** begin PROVIDED INFORMATION **

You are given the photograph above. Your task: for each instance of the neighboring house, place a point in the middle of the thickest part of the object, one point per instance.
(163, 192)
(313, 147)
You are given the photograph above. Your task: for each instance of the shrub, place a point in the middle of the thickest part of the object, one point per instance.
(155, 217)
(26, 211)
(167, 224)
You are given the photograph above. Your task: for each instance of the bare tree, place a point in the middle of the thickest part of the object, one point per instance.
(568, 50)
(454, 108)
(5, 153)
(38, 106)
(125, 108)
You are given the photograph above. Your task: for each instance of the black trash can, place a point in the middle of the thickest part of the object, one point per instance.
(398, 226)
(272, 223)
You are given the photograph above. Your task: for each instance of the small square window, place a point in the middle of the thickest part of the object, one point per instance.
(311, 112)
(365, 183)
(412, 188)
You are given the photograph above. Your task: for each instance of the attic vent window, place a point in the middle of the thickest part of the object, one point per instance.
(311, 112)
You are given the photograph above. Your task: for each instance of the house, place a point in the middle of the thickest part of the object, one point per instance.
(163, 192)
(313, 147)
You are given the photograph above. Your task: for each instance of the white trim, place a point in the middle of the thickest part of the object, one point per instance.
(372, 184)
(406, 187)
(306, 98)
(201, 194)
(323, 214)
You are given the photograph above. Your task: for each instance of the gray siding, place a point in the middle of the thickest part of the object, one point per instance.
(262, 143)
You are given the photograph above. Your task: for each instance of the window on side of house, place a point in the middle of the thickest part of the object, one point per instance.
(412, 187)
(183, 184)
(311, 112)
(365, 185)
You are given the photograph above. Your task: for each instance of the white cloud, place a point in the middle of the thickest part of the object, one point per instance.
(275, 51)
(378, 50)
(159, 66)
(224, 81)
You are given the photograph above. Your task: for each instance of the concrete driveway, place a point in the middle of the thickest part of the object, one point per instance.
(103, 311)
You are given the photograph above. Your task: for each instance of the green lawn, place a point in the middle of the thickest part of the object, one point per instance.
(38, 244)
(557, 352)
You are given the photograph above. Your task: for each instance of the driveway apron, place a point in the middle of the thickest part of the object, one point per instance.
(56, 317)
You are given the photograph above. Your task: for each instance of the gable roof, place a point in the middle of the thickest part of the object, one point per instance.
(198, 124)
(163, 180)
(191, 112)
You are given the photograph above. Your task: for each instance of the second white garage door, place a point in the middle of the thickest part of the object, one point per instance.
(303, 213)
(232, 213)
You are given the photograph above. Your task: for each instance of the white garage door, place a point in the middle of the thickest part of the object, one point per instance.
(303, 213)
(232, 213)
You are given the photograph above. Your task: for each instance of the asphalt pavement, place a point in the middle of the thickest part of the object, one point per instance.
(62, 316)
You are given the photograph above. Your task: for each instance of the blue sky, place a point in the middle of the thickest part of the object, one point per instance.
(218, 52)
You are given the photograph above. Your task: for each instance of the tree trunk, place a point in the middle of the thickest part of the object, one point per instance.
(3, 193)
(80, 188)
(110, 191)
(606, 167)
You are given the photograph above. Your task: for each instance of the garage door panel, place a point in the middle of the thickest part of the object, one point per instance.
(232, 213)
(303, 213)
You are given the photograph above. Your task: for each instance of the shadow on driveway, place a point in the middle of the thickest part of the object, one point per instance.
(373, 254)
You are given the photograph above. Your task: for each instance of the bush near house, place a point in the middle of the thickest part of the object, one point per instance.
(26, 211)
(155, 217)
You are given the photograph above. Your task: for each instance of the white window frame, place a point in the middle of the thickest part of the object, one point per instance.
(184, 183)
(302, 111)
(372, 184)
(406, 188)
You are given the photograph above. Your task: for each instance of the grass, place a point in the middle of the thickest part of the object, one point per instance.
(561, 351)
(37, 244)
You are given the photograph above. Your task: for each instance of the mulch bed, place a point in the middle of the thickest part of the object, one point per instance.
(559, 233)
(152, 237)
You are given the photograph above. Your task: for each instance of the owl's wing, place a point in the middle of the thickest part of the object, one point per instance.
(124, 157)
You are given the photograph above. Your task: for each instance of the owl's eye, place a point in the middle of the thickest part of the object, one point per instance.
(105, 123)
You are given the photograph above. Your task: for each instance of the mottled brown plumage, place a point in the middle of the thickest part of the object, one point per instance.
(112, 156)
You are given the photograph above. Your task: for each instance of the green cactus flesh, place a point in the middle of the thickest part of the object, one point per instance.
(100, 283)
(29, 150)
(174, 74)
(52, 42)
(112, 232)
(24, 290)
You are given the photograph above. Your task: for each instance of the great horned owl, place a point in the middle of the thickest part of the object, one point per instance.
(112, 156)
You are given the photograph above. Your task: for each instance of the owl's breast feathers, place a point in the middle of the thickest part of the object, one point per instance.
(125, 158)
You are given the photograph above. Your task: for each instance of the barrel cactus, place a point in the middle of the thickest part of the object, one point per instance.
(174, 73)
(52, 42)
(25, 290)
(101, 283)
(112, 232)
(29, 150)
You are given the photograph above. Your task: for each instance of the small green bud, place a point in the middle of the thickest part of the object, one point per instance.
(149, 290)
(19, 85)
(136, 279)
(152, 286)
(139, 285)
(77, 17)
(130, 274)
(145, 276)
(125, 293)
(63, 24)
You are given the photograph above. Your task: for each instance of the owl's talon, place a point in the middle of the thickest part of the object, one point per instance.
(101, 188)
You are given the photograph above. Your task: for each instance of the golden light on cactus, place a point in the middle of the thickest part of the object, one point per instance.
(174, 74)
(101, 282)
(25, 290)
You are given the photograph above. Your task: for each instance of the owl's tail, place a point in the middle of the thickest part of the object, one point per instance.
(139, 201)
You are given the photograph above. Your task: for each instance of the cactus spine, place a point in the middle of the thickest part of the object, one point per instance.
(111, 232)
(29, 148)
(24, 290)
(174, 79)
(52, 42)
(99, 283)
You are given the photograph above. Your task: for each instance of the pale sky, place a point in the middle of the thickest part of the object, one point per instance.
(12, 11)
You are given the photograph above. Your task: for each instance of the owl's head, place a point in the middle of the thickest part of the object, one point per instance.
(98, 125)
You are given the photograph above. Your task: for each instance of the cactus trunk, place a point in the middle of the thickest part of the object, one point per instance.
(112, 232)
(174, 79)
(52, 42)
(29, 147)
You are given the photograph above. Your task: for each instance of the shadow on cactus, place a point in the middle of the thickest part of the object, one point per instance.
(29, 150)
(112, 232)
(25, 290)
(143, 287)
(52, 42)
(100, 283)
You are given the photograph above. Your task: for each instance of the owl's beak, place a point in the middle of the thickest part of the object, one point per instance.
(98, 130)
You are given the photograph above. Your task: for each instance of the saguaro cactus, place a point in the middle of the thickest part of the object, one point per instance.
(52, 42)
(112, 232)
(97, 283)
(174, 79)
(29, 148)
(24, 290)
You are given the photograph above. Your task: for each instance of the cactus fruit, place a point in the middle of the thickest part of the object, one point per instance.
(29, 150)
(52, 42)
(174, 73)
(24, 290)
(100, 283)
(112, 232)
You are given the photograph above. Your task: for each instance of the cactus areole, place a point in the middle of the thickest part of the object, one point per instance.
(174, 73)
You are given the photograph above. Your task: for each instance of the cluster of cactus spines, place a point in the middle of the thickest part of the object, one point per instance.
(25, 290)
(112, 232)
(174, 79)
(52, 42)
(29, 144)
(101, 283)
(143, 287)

** end PROVIDED INFORMATION **

■ **TASK DESCRIPTION**
Write out all the records above again, exactly as they stand.

■ **ANSWER BELOW**
You are given the photograph above. Your task: for each instance of the neighboring house, place a point in the middle of the thickest part of the object, one point per instance.
(163, 192)
(313, 147)
You are given the photograph above. Your task: for each instance of the shrub, place a point in the middle of the thickest part of the object, one point per instance.
(155, 217)
(26, 211)
(167, 224)
You are given the photograph above. Your task: for each instance of the bare tree, place a point in the middle of the thickest part of the object, one point per instance.
(568, 50)
(454, 108)
(5, 153)
(38, 106)
(125, 108)
You are given the photograph above. Your task: for each instance of the black trash can, place a point in the middle of the thickest part of the object, one point per instance.
(398, 226)
(272, 223)
You are given the photograph above. Your task: for each instance of the small square window, place a point in the middle of the thickest part of the object, one point per instance.
(311, 112)
(365, 183)
(412, 188)
You are given the photograph above. Your task: for each instance of the attic vent window, place a point in the middle of the thickest part of the object, one point per instance.
(311, 112)
You are given the photograph above. Your task: for each instance of the house, place a point in the middle of the thickest part of the object, one point per instance.
(163, 192)
(313, 147)
You are given the photograph above. Your task: for each instance of the white trim, place a point in the middle of the thickest part of the object, one point per instance.
(372, 184)
(406, 187)
(306, 98)
(201, 194)
(323, 214)
You are given the photograph above. Your task: for each instance of the gray siding, place a point in the middle of the thickest part of the object, one point per instance.
(262, 143)
You are given the photograph above. Your task: for each instance of the window on side of house, place a point in the middle of the thickest part of the object, one point per instance.
(412, 187)
(183, 184)
(311, 112)
(365, 185)
You are given the photograph above. Your task: for each instance of the white cloud, place a point in the middle of the thickest part of the object, one point per instance.
(275, 51)
(378, 50)
(159, 66)
(224, 81)
You are given the photograph above. Your task: for each instance of the concrete driveway, place a point in the middle of the thickest part of the object, one point per instance.
(103, 311)
You are given the photograph above. Your task: for each instance of the green lawn, place a point in the middle of the thickest part of the object, one point per instance.
(38, 244)
(557, 352)
You are given the photograph above. Your task: for each instance of the driveway apron, place a point in the middle of the thickest part of the object, one point per instance.
(56, 317)
You are given the photograph above. Your task: for each instance of the gable roof, place a point in the middle of the thickest part of the object, one point per instance.
(198, 124)
(163, 180)
(191, 112)
You are given the photograph above. Your task: for each instance of the second white garage door, place a point in the middle of the thickest part of the object, one point per instance.
(303, 213)
(232, 213)
You are given the photograph above. Your task: for each instance of the white garage door, place a point in the middle of the thickest part of the object, one point per instance.
(303, 213)
(232, 213)
You are given the photograph above. Your task: for each instance of the asphalt pavement, place a point in the middle of the thickest part of the object, one point per instance.
(62, 316)
You are given the photograph above. Your task: for each instance of the blue sky, place a point in the middle of the thickest part of the object, one point per instance.
(218, 52)
You are given the photograph above. Your task: for each instance of the tree trunk, place a point in the middle of the thickest part of the object, one point per instance.
(3, 193)
(80, 188)
(110, 191)
(606, 167)
You are given the photograph above. Your task: for each instance of the garage door panel, place a point in the middle of the thickest part of the object, one point per instance.
(232, 213)
(303, 213)
You are given the photograph above. Your task: for each instance of the shadow on driveway, place a point in the middle of the thickest part of the object, one point per instance.
(373, 254)
You are given the photograph above. Your task: for each instance of the bush near house, place a point in the middle of the thickest part of the object, one point per instance.
(26, 211)
(155, 217)
You are given the photograph above. Your task: for each instance of the white window frame, place a point in the middle of the thickest part of the object, one point per instance.
(184, 183)
(302, 111)
(372, 184)
(406, 188)
You are given the photograph above. Your task: for each instance of the grass, place a point in the middle of the thickest part of the object, one point per instance.
(561, 351)
(37, 244)
You are given the photograph above. Your task: for each instance of the mulch bed, place a point in the middle of the thickest part of the object, one point per instance.
(559, 233)
(152, 237)
You are given the photograph above. Your task: for each instance of the owl's wing, place a point in the middle of the thickest part of the object, one point per instance.
(124, 157)
You are given the photograph above. Your task: for each instance of the owl's eye, place a point in the middle of the thickest part of the object, one point per instance.
(105, 123)
You are given the photograph above. Your task: for each instance of the mottled brown plumage, place a point in the middle of the thickest part of the object, one point per instance.
(112, 156)
You are given the photograph above. Your task: for each instance of the green cactus flesh, place a point in the middle of the thickest part of the object, one point per instance.
(100, 283)
(29, 150)
(174, 74)
(52, 42)
(112, 232)
(24, 290)
You are given the photograph above. Your task: for each instance of the great horned owl, place a point in the middle of the thickest part of the object, one point per instance.
(112, 156)
You are given the photograph above. Your task: for each instance of the owl's breast feathers, place a point in the middle of the thickest part of the object, one point per instance.
(125, 158)
You are given the photograph above. Your task: for each instance of the barrel cactus, place a point in the middle of the thickest part of the object, one point per instance.
(174, 73)
(52, 42)
(25, 290)
(101, 283)
(112, 232)
(29, 150)
You are given the photograph above. Your task: for each instance of the small green bud, place a point in the middle of the thickest part of the object, one point per instance.
(149, 290)
(19, 85)
(136, 279)
(152, 286)
(139, 285)
(77, 17)
(130, 274)
(145, 276)
(125, 293)
(63, 24)
You are given the photograph above. Your task: for each instance of the owl's talon, place a point in the middle of the thickest part of the object, one point per instance.
(101, 188)
You are given the photograph above. Your task: for each instance of the golden light on cactus, place a point in the middle of the thickest part of the object, one point per instance.
(174, 74)
(101, 282)
(25, 290)
You are given the photograph above. Your task: for each instance of the owl's tail, place a point in the middle of the thickest part of the object, one point per instance.
(139, 201)
You are given the photograph above. Your task: for each instance of the cactus spine, place a point in the middle of the thickest part of the object, one point per instance.
(111, 232)
(29, 148)
(24, 290)
(174, 79)
(52, 42)
(99, 283)
You are given the photograph above. Your task: for each instance of the pale sky, place a point in the middle of the thickest part of the object, one point per instance.
(12, 11)
You are given the photograph above. Your task: for each instance of the owl's head, place a point in the middle of the thickest part of the object, one point per instance.
(98, 125)
You are given the photograph above. Your task: for each instance of the cactus trunk, place a point in the middle of the thickest part of the object, one point per instance.
(112, 232)
(174, 79)
(52, 42)
(29, 147)
You are given the photograph above. Your task: for each instance of the shadow on cactus, place a point in the middle of the thickest part of the object, one point per instance.
(29, 150)
(112, 232)
(25, 290)
(143, 287)
(52, 42)
(100, 283)
You are given the photograph above. Your task: for each instance of the owl's beak, place a point in the middle of the thickest part of the object, one point per instance.
(98, 130)
You are given the photograph above. Your task: for each instance of the saguaro cactus, place a point in the middle of the thickest part of the object, one point per instance.
(52, 42)
(112, 232)
(97, 283)
(174, 79)
(29, 148)
(24, 290)
You are given the photograph above. Your task: for each instance of the cactus fruit, place a point in the middle of the thickest part of the object, one point per instance.
(29, 150)
(52, 42)
(174, 73)
(24, 290)
(100, 283)
(112, 232)
You are given the photograph above. Your task: for each instance of the cactus areole, place a point in the middle of the thickest part of the object, one point per instance.
(174, 73)
You are given the photograph above. Your task: for each instance of the cluster of cactus spines, place a point in the middle of the thickest part of the object, one point per instance.
(25, 290)
(112, 232)
(174, 79)
(52, 42)
(29, 144)
(101, 283)
(143, 287)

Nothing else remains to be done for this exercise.